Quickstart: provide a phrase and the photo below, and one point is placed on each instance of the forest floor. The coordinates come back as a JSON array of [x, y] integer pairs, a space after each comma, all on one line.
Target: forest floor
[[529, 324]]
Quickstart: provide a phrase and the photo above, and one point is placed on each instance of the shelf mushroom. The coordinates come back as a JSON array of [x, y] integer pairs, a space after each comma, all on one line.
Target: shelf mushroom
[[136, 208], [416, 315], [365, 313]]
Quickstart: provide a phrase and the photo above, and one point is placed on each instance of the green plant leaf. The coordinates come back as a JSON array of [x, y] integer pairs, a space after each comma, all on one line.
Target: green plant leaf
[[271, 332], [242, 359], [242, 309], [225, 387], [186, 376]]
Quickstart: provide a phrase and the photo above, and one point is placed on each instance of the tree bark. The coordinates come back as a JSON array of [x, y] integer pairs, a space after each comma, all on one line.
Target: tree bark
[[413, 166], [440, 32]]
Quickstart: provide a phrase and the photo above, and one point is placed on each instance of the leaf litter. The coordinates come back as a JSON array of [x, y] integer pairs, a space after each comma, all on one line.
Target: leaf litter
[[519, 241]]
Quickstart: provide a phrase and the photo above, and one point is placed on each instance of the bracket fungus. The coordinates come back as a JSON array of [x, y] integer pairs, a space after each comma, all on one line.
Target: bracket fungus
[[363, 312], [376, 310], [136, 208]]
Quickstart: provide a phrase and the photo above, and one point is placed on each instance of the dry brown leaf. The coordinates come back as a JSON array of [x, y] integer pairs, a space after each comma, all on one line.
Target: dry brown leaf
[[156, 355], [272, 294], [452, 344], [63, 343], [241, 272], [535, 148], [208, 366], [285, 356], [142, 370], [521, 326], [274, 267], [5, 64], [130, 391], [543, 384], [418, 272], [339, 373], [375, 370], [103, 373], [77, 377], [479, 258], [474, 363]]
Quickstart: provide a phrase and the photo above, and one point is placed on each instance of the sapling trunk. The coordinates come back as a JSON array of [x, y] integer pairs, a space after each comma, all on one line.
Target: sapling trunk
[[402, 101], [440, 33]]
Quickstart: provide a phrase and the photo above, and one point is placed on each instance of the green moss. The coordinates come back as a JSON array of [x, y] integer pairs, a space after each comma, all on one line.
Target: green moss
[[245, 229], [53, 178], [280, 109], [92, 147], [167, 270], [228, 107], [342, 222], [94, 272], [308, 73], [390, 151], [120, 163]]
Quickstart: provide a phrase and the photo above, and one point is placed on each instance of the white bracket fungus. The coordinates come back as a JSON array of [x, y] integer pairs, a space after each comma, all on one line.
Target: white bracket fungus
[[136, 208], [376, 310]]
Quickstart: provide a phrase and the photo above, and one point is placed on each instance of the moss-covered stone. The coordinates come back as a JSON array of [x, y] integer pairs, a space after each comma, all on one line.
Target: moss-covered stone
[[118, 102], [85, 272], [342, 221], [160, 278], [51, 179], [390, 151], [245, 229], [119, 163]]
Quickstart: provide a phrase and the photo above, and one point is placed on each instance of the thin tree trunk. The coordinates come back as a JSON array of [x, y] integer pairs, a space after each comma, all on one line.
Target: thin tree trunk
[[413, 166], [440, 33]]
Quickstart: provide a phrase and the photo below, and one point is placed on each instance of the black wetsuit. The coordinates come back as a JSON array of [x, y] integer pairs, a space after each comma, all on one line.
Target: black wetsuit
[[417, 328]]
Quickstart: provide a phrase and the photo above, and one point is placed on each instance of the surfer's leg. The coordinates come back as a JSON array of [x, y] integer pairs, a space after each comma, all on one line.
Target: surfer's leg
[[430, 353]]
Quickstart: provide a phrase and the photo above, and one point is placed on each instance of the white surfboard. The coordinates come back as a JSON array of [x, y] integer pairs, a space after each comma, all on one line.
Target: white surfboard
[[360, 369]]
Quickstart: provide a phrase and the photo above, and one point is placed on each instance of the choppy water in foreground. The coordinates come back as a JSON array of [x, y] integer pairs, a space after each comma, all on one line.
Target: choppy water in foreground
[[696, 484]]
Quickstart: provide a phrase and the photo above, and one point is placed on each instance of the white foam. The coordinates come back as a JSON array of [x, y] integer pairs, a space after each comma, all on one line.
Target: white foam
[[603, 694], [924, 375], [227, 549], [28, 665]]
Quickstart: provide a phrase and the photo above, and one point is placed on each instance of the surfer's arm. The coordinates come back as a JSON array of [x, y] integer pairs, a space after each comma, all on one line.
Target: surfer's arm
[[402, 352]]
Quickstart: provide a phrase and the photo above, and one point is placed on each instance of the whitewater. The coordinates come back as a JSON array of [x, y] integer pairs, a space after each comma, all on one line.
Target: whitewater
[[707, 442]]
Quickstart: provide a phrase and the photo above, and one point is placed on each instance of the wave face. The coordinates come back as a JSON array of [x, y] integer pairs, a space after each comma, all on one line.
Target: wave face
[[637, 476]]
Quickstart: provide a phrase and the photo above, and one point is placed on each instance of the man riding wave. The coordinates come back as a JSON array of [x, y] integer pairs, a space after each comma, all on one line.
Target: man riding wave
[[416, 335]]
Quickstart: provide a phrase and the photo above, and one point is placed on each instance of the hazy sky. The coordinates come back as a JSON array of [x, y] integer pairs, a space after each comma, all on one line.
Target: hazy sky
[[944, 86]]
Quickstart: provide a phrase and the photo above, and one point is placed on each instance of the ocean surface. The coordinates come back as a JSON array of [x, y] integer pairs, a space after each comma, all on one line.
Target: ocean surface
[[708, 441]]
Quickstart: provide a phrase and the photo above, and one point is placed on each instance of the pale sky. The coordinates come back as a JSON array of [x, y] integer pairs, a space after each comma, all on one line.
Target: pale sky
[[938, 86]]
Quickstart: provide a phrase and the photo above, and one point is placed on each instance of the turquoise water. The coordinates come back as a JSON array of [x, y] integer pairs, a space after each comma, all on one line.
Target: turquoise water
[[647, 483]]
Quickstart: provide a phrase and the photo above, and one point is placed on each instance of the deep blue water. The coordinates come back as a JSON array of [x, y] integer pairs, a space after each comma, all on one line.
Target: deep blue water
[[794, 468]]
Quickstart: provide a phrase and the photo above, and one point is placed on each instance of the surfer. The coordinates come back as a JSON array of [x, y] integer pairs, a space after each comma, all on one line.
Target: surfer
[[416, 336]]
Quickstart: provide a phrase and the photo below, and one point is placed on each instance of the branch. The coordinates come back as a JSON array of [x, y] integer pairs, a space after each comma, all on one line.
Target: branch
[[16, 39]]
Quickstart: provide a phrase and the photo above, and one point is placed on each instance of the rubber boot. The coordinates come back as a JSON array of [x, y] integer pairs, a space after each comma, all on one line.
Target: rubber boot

◆ ◆ ◆ ◆ ◆

Your goal: Copy every entry above word for word, line by line, with nothing changed.

Task response:
Quickstart: provide a phrase and the photo below, and one point is placed on each instance of the forest floor. The coordinates come back as a JSON array of [x, y] integer pairs, a space after each comma, all on one line.
Target: forest floor
[[529, 324]]
Quickstart: provide a phrase and the photo above, and one point is placed on each instance of the shelf mushroom. The coordinates come back as a JSON array of [x, y] integer pairs, a space after each comma, all on one line.
Target: shelf mushroom
[[136, 208], [416, 315], [365, 313]]
Quickstart: provide a phrase and the photo above, and one point is placed on each instance of the green plant leaf. The coordinates come back as a JSON array of [x, y] integer pairs, a space after each comma, all on one line.
Target: green plant leaf
[[271, 332], [242, 359], [242, 309], [225, 387], [186, 376]]
Quickstart: provide a phrase and the photo above, and one point is placed on each instance of the tree bark. The coordinates come back as a JSON array of [x, y] integer pairs, a space after each comma, all on one line.
Target: tree bark
[[413, 166], [440, 32]]
Quickstart: provide a phrase and the photo above, and one point is placed on each instance of the leaf litter. The coordinates come back as a JSON array of [x, y] integer pairs, a space after each comma, all on one line.
Target: leaf litter
[[519, 241]]
Quickstart: provide a phrase and the photo above, and one point is placed on each instance of the bracket fungus. The coordinates come back as a JSON array of [x, y] integer pairs, a space after each comma, all on one line.
Target: bracket fungus
[[363, 312], [376, 310], [136, 208]]
Quickstart: provide a phrase and the photo above, and one point is placed on each instance of the dry brown leaf. The coordinates come back as a JSON array of [x, y] integer pairs, a space after each comma, all on one line.
Target: dry brown leaf
[[156, 355], [272, 294], [452, 344], [63, 343], [241, 272], [535, 148], [208, 366], [285, 356], [142, 370], [521, 326], [274, 267], [5, 64], [130, 391], [543, 384], [418, 272], [339, 373], [375, 370], [103, 373], [77, 377], [479, 258], [474, 363]]
Quickstart: provide a phrase and the photo above, and one point is placed on each instance of the sapling trunk. The coordinates come back as a JSON array of [x, y] integer pairs, a space after each comma, all on one line.
Target: sapling trunk
[[402, 101], [440, 33]]
Quickstart: provide a phrase and the photo above, and one point is placed on each instance of the green moss. The coordinates come back as a JSON array of [x, y] integer pairs, a space after each comma, all on one line.
Target: green moss
[[245, 229], [53, 178], [280, 109], [92, 147], [167, 270], [228, 107], [342, 222], [94, 272], [308, 73], [390, 151], [120, 163]]
Quickstart: provide a phrase and the photo above, and one point is placed on each instance of the white bracket fungus. The coordinates come back as a JSON array of [x, y] integer pairs, a space after each comma, all on one line.
Target: white bracket fungus
[[136, 208], [376, 310]]
Quickstart: provide a phrase and the photo above, and one point is placed on each instance of the moss-covered stone. The coordinates come back as a JSON array of [x, y] integer pairs, a space after each comma, all on one line.
Target: moss-covered stone
[[118, 102], [85, 272], [342, 221], [160, 278], [51, 179], [390, 151], [245, 229], [119, 163]]
Quickstart: provide a phrase and the photo above, and one point is placed on each instance of the thin tree trunk. The coordinates come back as a JSON array of [x, y] integer pairs, a space after each comma, all on one line.
Target: thin tree trunk
[[413, 166], [440, 33]]
Quickstart: provide a phrase and the photo below, and one point is placed on each instance of the black wetsuit. The coordinates come back as a JSON array of [x, y] integer pairs, a space after each comma, all on one line.
Target: black wetsuit
[[417, 328]]
Quickstart: provide a phrase and the photo above, and one point is placed on each instance of the surfer's leg. The coordinates come back as a JSON array of [x, y] integer pairs, a space after each comma, all on one line.
Target: surfer's leg
[[430, 353]]
Quickstart: provide a phrase and the photo above, and one point is placed on each instance of the white surfboard. The coordinates come back as a JSON array of [x, y] integer pairs, a space after each comma, all on one line.
Target: white surfboard
[[360, 369]]
Quickstart: provide a phrase and the photo above, and one point is placed on each instance of the choppy water in foreground. The coordinates come back as a JSON array of [x, y] integer pairs, a space after each comma, all on one line.
Target: choppy water in foreground
[[696, 484]]
Quickstart: provide a phrase and the photo above, and one point is placed on each instance of the white foam. The coordinates come back as a JSON array of [x, y] integer pairs, a space after each comma, all on one line.
Target: white foam
[[603, 694], [924, 375], [227, 549], [28, 665]]
Quickstart: provide a phrase and the photo above, and one point is placed on each instance of the surfer's arm. The coordinates come back as a JSON array of [x, y] integer pairs, a space after each comma, all on one line.
Target: surfer's arm
[[402, 352]]
Quickstart: provide a phrase and the photo above, and one point is placed on each instance of the whitewater. The coordinates come back as a JSON array of [x, y] integer pairs, a space after each comma, all on one line.
Target: whitewater
[[707, 442]]
Quickstart: provide a phrase and the photo above, and one point is placed on each instance of the wave face. The coordinates come back as a JSON array of [x, y] integer pairs, a space after each comma, all on one line.
Target: wave face
[[637, 476]]
Quickstart: provide a phrase and the photo above, and one point is placed on each instance of the man riding wave. The coordinates come back as a JSON array of [x, y] integer pairs, a space after each comma, all on one line.
Target: man riding wave
[[416, 335]]
Quickstart: provide a phrase and the photo above, and one point is placed on each instance of the hazy sky. The coordinates come back as a JSON array of [x, y] integer pairs, a space after each comma, all on one line.
Target: hazy sky
[[944, 86]]
Quickstart: provide a phrase and the photo above, and one point is placed on each instance of the ocean surface. The coordinates come back as a JSON array of [x, y] integer pairs, a space after each comma, all on one line.
Target: ocean surface
[[708, 441]]
Quickstart: provide a phrase and the photo above, and one point is placed on each instance of the pale sky. The coordinates come back as a JSON array of [x, y] integer pairs, a space after each comma, all on one line.
Target: pale sky
[[938, 86]]
Quickstart: provide a phrase and the photo above, and one point is placed on each instance of the turquoise water. The coordinates come back as a JSON array of [x, y] integer pairs, a space after each comma, all on one line.
Target: turquoise water
[[647, 483]]
Quickstart: provide a phrase and the photo above, and one point is placed on each instance of the deep blue water. The coordinates come back as a JSON array of [x, y] integer pairs, a space after each comma, all on one line.
Target: deep blue water
[[794, 468]]
Quickstart: provide a phrase and the photo above, and one point is placed on each instance of the surfer. The coordinates come back as a JSON array of [x, y] integer pairs, a space after each comma, all on one line.
Target: surfer
[[416, 336]]
Quickstart: provide a phrase and the photo below, and one point is placed on each instance of the branch. The coordinates come back as a JSON array of [x, y] integer pairs, a space after each comma, all on one line.
Target: branch
[[16, 39]]
Quickstart: provide a phrase and the photo above, and one point is placed on each instance of the rubber boot. The coordinates come back as a JSON array of [x, y] integer pairs, a space after each comma, all on one line.
Target: rubber boot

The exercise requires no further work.